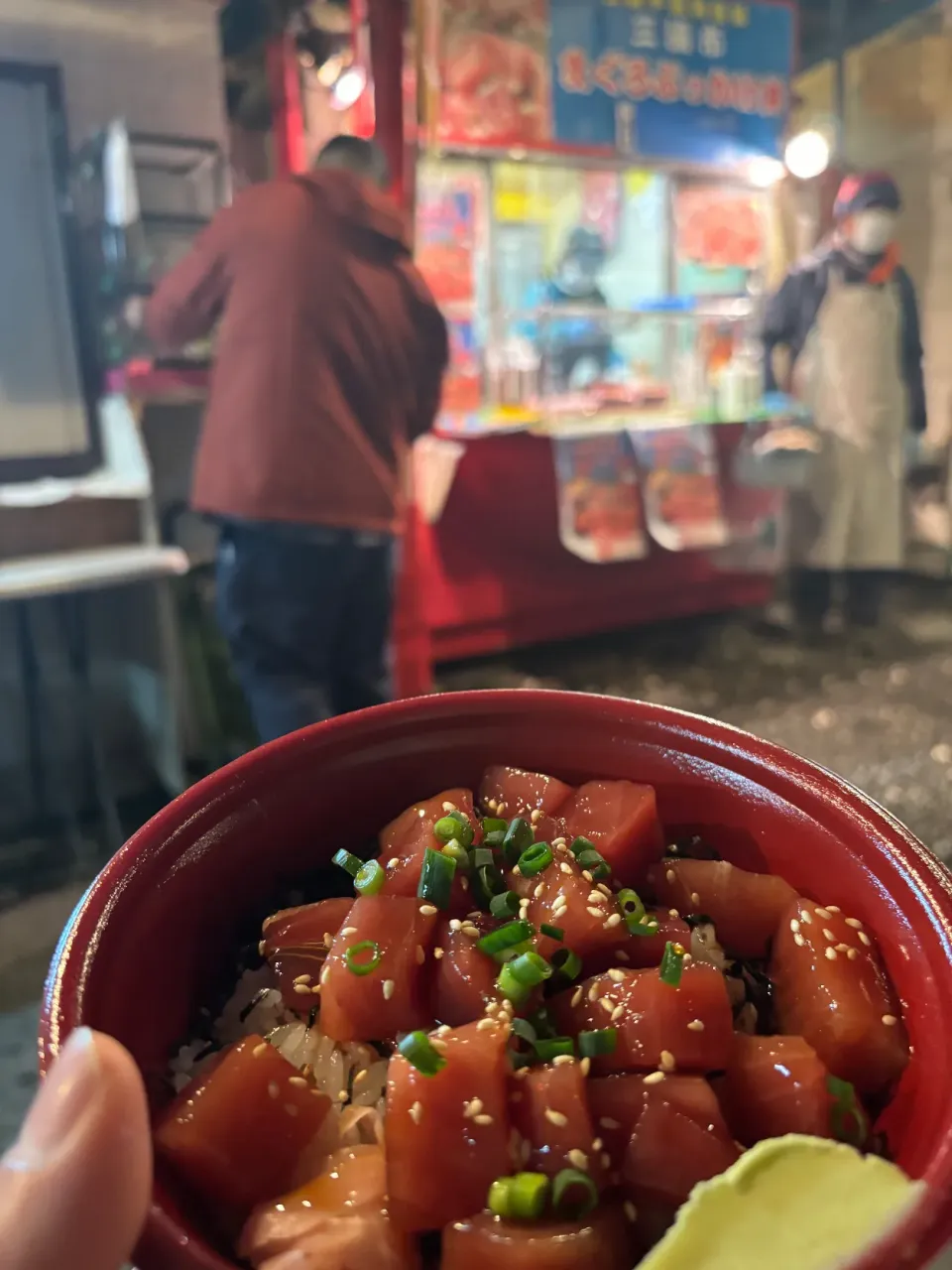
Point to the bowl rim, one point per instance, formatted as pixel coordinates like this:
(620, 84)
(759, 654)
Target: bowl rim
(927, 1227)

Task statement:
Each entry shown above must be quoted exactly, with its pictures left out.

The answer:
Point to the bowl rim, one point per instance, formatted as pixel coordinates like this:
(620, 84)
(759, 654)
Target: bowl rim
(927, 1227)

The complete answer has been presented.